• [TEXT]

How to Install Antique Doorknobs

I love antique doorknobs.  They’re fun to collect, easy to install, and (if you’re using them on your doors), the collection takes up no space and can be enjoyed every day. They come in all price ranges, from about $5 per knob to over $800 for some of the rarer ones.  And while they’re not seen in every antique shop, they’re easy to find if you know where to look (hello, Preservation Station!).  They’re a breeze to install, even on a modern door. And to prove it, I’m going to step you through the process.

This is an antique glass knob set as you will usually find it. Occasionally you will find knobs without the rod connecting them; this piece is easily replaced.

As you can see in the picture, glass knobs take the threaded type of rod that screws into the base of each knob. Each knob is held in place by a set screw, pictured here.

To remove a knob from the rod, loosen the set screw.  it’s unnecessary to remove it entirely on this type of knob — just loosen it until…..

….you are able to easily unscrew the knob.  Unscrew the knob from the rod. Occasionally, the rod can rust into the knob, in which case you can use pliers to get a better grip on the rod. When removing a knob, it’s best to turn it by the brass section to avoid damaging the knob.

Congratulations! You’ve removed the knob and are ready for installation.

This is another common type of rod, generally found on metal and porcelain doorknobs.

Most metal and porcelain knobs take an unthreaded rod like this one.

To remove a knob from this type of rod, you will need to remove the set screw completely.

Once the set screw is removed, the knob will slide off the end of the rod.

Put your knob through one plate, in preparation for passing it through your door.

To adjust this rod for different doors, the rod has several holes on each end. Depending on your door thickness, you may need to adjust which hole the set screw goes into.

Most antique doors take a mortise lock (pictured) that slides into an opening in the edge of the door. Once a mortise lock is installed, only the edge is visible.

For modern doors, you can use this special mortise latch. It’s the same size as a regular latch, but has a square hole in it so that you can use it with antique knobs. (I’m about to buy several of these so I can take my antique knobs to our new apartment. I just can’t take modern doorknobs. Yes, I know I have issues.)

This is what the door will look like with the mortise lock in place, before you add the plates and knobs. Most interior doors have a standard distance between the knob and the keyhole (on exterior doors, they are often spaced farther apart).

To install the knob set, take the rod, with the single knob and plate, and pass it from one side of the door to the other (the knob and plate are on the other side of the door).

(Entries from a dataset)
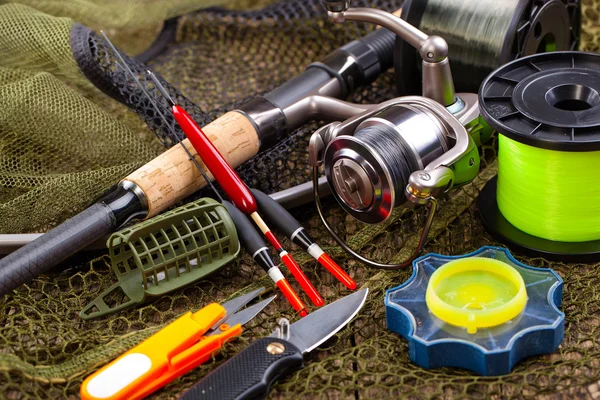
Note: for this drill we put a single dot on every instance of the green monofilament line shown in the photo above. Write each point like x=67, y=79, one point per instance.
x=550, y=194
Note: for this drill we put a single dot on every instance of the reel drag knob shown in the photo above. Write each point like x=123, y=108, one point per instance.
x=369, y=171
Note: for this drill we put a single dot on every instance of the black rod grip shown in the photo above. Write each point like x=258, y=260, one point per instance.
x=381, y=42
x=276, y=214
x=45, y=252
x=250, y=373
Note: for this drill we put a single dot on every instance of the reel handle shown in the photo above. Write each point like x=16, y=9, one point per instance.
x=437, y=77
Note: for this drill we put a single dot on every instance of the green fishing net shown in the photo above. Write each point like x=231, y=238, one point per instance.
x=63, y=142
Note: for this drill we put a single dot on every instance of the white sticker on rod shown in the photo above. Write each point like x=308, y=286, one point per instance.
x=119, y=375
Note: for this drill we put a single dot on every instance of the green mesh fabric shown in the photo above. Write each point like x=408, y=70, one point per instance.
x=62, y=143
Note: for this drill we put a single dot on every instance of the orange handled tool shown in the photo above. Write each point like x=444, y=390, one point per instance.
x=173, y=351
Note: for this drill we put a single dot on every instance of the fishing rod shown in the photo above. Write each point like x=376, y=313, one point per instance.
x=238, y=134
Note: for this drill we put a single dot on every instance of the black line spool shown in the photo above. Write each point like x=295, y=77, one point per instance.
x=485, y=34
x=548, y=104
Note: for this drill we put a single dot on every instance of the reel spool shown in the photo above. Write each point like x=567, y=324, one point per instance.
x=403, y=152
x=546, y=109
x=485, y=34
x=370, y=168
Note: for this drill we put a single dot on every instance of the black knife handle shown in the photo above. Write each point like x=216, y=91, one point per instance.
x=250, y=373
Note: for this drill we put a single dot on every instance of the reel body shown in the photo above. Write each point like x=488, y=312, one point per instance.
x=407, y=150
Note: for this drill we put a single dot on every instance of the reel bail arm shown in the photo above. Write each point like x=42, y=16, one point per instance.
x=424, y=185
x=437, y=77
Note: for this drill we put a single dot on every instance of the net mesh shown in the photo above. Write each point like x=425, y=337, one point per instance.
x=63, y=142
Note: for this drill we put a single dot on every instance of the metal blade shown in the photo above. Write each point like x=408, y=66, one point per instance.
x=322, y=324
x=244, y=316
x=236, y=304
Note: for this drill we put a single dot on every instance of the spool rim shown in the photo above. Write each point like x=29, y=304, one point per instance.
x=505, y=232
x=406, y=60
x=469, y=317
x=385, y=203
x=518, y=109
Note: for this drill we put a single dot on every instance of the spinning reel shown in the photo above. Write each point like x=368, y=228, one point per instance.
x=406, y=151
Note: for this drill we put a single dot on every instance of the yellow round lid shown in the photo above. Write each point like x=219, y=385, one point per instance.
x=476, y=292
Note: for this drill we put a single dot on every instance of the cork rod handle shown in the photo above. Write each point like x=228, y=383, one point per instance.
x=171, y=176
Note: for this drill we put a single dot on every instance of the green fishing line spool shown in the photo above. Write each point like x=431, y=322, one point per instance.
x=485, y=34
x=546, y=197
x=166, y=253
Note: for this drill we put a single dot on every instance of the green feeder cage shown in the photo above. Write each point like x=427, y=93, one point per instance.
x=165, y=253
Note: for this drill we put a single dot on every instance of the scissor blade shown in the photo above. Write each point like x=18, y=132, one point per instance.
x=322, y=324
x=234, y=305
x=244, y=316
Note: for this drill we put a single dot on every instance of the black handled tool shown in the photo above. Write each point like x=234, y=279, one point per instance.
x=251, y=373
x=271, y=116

• [OBJECTIVES]
1: Answer these questions from the text on antique doorknobs:
(a) What range of prices does it give for antique doorknobs?
(b) What type of rod do glass knobs take?
(c) What kind of lock do most antique doors take?
2: Echo, character for character, the stretch of the records from the line that contains "y=385, one point per instance." through the line that contains "x=476, y=292".
The text and the records are unrelated pieces of material.

• [WORKED SOLUTIONS]
1:
(a) From about $5 per knob to over $800 for some of the rarer ones.
(b) The threaded type of rod, which screws into the base of each knob.
(c) A mortise lock, which slides into an opening in the edge of the door.

2:
Note: for this drill we put a single dot on every instance of the yellow round lid shown in the photo above. Write each point like x=219, y=385, one point per instance.
x=476, y=292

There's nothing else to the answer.